大江 古い物語なんか、あの「春香伝」のような……。
張本 ああ、知ってます。でもあれも悲しい物語ですからね。
大江 ええ。でも今朝鮮の作家が書いている新しい「春香伝」は、李殷直(リウンジ)という人のだけど、最後がレジスタンスのようで、力強い小説に書きかえてありますね、それは僕とてもおもしろかったですよ。
張本 はあ。
大江 張本さんみたいに、韓国人としての誇りを持ってる方だと、一番スクスクと日本の中で精神的にも肉体的にものびることができる、という意見があります――金達寿さんなんかの考え方もそうでしょう。それとは逆に、日本人に同化しようとしたり、朝鮮人であることを恥じたり、かくそうとしたり、というような形で、子供の時から教育されると、どうしても人間がゆがんで来て、スクスクとのびていけない人間に変わってしまう、ということがあるわけでしょう。
張本 ありますねえ、やっぱり。そらまあ、家庭の問題ですね。両親―結局僕の小さいころも両親が、ああいう態度見せなかったら、僕はやっぱりかくしてね、卑劣に生きてきたと思うんですよ。幸いうちのおふくろがね、まあ僕が一番尊敬してるのは、おふくろですよね。いつも僕にそういうことをいったですからね――お前は韓国人であるし、そういうことに胸を張ってなんせえ、と。
大江 ええ。
張本 それでも認めてくれなきゃ、しようがない、というわけなんですよ。自分の力で韓国人として生きていきなさい、と。まあ、しょっちゅういわれたですからね。それが僕の頭に残ってますから、いまだに。
大江 ええ、立派なお母さんですね。
張本 だから、まあ、おふくろに教えられたんです。自分自身で悟ったんじゃないんです。
大江 それは、いいお母さんだ。
(大江健三郎『世界の若者たち』、新潮社、1962年)

 だいぶ長くなってしまったのでもうこの辺にしておこう。大江氏もどのようなつもりなのか知らないが、一介の野球選手に教養があるとでも思っているのだろうか。張本氏は、この対談の直後に振り返って語っているが、自分とインテリ作家との距離の遠さを感じているようである。実際に、漫画本や読み切り雑誌しか読まない高卒の若手野球選手の当時の張本氏は、大江氏の小説を読んだことがない。大江氏が当時すでに芥川賞を受賞した新進気鋭の文学者であったにしても。とにかく、一介の野球選手に教養を求めることに無理があるのだ。

- 記録データ:
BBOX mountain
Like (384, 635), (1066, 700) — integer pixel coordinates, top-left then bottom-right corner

- 作業内容: 本文のうち「張本 ありますねえ、やっぱり」から「(大江健三郎『世界の若者たち』、新潮社、1962年)」までの部分を、「(大江健三郎『世界の若者たち』、新潮社、1962年)」も含めて書き直してください。その際、「おふくろ」はすべて「母」に置き換えてください。

- 出力結果:
張本 ありますねえ、やっぱり。そらまあ、家庭の問題ですね。両親―結局僕の小さいころも両親が、ああいう態度見せなかったら、僕はやっぱりかくしてね、卑劣に生きてきたと思うんですよ。幸いうちの母がね、まあ僕が一番尊敬してるのは、母ですよね。いつも僕にそういうことをいったですからね――お前は韓国人であるし、そういうことに胸を張ってなんせえ、と。
大江 ええ。
張本 それでも認めてくれなきゃ、しようがない、というわけなんですよ。自分の力で韓国人として生きていきなさい、と。まあ、しょっちゅういわれたですからね。それが僕の頭に残ってますから、いまだに。
大江 ええ、立派なお母さんですね。
張本 だから、まあ、母に教えられたんです。自分自身で悟ったんじゃないんです。
大江 それは、いいお母さんだ。
(大江健三郎『世界の若者たち』、新潮社、1962年)